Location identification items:
=-=-=-=-=

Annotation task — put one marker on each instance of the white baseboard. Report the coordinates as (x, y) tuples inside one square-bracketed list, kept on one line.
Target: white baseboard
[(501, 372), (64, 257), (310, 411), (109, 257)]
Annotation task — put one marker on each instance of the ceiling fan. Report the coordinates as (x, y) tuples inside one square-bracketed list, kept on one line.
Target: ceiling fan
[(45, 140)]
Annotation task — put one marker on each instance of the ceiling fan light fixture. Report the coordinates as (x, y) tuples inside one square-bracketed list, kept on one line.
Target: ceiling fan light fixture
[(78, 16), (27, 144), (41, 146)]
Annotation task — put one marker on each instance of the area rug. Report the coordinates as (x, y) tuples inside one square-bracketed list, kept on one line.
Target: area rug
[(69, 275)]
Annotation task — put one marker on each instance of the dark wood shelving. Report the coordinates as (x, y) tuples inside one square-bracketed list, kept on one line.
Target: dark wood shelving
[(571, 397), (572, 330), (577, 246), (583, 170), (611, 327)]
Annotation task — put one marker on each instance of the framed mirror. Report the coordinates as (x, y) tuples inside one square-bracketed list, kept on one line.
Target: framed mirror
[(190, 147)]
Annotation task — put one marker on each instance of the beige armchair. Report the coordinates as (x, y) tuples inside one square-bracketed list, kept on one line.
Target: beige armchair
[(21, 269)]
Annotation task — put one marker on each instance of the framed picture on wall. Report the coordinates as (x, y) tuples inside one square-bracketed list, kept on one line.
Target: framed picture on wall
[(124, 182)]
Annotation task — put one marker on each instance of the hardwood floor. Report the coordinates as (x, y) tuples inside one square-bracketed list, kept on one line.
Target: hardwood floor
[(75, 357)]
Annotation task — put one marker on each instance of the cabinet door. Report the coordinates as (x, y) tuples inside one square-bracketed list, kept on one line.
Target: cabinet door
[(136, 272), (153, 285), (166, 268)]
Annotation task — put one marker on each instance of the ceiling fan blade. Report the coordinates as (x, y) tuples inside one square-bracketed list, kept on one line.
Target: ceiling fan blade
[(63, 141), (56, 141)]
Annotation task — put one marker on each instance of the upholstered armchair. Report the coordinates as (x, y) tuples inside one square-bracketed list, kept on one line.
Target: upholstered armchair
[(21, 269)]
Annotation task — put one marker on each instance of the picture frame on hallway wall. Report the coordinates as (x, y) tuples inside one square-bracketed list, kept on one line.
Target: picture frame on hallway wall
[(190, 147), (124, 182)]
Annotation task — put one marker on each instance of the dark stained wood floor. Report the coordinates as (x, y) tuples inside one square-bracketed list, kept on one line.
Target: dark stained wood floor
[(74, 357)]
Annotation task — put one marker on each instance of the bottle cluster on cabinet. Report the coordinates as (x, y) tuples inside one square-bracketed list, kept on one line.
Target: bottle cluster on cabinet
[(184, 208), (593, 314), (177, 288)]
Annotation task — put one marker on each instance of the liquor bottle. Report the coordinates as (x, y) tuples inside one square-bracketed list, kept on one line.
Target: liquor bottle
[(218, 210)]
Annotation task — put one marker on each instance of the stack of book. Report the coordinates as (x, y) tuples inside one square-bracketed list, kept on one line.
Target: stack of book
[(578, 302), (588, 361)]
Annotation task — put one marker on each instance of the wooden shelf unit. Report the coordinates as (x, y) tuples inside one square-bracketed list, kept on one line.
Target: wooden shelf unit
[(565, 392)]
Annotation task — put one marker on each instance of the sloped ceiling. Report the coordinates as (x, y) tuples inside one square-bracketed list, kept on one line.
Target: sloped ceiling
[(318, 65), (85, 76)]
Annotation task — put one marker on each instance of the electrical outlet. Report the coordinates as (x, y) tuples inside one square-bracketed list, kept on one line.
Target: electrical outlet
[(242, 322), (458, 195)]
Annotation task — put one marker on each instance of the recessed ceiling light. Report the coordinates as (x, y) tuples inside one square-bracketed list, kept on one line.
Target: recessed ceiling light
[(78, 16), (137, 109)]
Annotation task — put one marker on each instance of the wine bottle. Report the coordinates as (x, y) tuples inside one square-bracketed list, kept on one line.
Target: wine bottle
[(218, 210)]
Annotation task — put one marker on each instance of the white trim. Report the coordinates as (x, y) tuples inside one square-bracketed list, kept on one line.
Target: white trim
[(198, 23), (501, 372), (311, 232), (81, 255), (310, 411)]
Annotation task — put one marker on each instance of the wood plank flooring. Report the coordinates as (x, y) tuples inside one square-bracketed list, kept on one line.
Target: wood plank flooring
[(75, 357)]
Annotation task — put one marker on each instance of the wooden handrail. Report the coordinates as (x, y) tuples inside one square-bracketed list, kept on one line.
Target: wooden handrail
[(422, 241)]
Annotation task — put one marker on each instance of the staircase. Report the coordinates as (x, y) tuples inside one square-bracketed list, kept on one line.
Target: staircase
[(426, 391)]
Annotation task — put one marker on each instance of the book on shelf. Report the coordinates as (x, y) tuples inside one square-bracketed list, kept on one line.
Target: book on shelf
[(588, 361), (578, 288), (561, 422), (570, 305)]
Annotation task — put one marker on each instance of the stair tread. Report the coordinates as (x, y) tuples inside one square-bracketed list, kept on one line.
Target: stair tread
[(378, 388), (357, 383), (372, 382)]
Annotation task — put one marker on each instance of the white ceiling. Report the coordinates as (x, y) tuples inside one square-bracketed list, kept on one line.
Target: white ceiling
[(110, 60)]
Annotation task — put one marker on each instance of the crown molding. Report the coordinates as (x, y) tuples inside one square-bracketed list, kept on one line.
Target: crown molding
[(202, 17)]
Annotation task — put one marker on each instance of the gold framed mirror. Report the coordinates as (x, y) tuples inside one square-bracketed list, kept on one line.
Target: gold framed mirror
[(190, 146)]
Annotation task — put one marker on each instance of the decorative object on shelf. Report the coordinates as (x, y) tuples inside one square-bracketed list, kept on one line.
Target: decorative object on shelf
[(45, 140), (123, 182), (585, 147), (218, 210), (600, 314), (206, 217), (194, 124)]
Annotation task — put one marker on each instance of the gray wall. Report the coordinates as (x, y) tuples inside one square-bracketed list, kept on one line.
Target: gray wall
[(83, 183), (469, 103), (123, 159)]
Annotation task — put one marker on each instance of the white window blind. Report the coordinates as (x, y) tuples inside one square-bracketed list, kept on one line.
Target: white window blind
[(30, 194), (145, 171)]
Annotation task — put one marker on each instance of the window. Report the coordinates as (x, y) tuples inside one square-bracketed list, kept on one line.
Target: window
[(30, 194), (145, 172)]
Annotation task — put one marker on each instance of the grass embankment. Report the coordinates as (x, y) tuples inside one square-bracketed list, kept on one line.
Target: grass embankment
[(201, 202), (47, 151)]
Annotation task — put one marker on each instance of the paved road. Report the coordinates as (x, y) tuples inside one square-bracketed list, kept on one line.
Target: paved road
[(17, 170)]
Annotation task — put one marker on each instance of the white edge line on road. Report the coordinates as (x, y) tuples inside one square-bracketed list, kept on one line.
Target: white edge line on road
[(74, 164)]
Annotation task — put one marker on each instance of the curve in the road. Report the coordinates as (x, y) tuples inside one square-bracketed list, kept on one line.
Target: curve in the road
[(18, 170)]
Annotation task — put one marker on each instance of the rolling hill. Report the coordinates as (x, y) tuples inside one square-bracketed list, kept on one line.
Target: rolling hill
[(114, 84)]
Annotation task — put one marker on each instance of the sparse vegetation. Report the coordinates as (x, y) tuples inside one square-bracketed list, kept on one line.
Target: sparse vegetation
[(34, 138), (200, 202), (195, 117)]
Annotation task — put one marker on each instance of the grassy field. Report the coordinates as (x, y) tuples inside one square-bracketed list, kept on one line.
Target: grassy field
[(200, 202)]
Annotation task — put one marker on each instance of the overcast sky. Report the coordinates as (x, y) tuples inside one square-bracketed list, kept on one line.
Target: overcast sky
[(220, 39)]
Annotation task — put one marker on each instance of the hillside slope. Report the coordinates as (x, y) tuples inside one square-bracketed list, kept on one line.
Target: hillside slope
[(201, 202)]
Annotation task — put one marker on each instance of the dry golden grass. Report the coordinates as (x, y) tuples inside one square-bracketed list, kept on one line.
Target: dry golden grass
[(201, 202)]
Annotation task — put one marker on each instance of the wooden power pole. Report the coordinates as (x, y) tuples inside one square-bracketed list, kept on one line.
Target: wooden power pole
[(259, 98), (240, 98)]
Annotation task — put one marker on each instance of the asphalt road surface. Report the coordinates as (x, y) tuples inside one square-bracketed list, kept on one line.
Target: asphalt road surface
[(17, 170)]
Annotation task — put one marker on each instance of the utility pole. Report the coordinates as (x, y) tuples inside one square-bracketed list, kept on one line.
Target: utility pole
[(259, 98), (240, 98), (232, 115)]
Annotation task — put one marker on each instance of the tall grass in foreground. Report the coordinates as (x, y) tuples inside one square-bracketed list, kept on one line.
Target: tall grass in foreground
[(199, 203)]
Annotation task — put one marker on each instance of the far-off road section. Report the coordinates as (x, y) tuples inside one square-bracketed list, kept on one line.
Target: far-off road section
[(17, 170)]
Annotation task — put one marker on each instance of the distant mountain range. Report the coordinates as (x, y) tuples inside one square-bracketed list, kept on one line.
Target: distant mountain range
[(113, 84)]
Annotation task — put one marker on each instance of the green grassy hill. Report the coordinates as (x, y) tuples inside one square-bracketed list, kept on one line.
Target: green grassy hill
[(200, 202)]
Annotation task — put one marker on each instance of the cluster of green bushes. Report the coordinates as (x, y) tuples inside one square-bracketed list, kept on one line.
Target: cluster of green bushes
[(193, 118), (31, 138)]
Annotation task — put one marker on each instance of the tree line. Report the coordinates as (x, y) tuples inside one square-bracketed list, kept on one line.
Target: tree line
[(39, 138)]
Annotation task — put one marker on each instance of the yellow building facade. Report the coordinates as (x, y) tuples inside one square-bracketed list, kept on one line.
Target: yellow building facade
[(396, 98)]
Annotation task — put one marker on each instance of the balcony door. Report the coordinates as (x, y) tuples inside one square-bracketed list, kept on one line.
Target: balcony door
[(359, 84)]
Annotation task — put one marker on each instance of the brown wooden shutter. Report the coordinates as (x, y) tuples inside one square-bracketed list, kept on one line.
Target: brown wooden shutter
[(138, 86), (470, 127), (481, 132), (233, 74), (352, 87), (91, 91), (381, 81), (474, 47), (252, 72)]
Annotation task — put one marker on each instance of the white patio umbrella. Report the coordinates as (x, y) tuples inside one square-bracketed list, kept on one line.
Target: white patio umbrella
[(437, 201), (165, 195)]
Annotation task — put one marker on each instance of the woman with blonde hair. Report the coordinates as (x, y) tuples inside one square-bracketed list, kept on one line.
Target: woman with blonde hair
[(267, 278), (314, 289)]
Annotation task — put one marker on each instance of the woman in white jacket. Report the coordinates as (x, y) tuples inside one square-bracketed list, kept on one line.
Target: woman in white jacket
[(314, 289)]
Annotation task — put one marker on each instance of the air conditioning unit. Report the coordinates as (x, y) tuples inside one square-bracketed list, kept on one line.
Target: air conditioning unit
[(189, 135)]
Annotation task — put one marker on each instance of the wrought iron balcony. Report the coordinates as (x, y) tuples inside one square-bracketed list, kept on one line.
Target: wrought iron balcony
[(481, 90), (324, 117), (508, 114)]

=-=-=-=-=

The problem:
Print again, unchanged, the lines of the listing from the line containing "of the sparse" through the line containing "[(199, 203)]", both of those lines included.

Task result:
Annotation task — put one marker on each instance of the sparse vegetation. Report the coordinates as (x, y) tuples inside one square-bracketed list, kept on one line.
Target: sparse vegetation
[(34, 138), (200, 202), (195, 117)]
Annotation task — put one marker on each instance of the grassy field. Report the coordinates as (x, y) tuples inside one square-bracketed list, kept on one line.
Target: grassy field
[(200, 202)]
Annotation task — put one marker on each instance of the overcast sky. Report the coordinates as (x, y) tuples inside one square-bracketed list, kept on one line.
Target: overcast sky
[(220, 39)]
Annotation task — put one marker on each instance of the hillside slope. Report the coordinates as (x, y) tuples inside one square-bracketed list, kept on one line.
Target: hillside slope
[(201, 202)]
Annotation task — put one marker on each instance of the dry golden grass. Report the coordinates as (x, y) tuples inside one square-bracketed list, kept on one line.
Target: dry golden grass
[(201, 202)]
Annotation task — put one marker on each instance of the wooden power pole. Report the coordinates as (x, y) tuples inside one square-bracketed list, kept on one line.
Target: wooden power pole
[(259, 98), (240, 98)]
Annotation task — put one marker on each instance of the asphalt road surface. Report the coordinates as (x, y) tuples inside one square-bracketed list, kept on one line.
Target: asphalt road surface
[(17, 170)]
Annotation task — put one marker on each instance of the utility pole. Report the coordinates as (x, y) tuples inside one square-bracketed list, kept on one line.
Target: utility pole
[(259, 98), (240, 98), (232, 115)]
Annotation task — put one marker on each instance of the tall grass in foreground. Report the coordinates as (x, y) tuples inside one square-bracketed list, kept on one line.
Target: tall grass in foreground
[(199, 203)]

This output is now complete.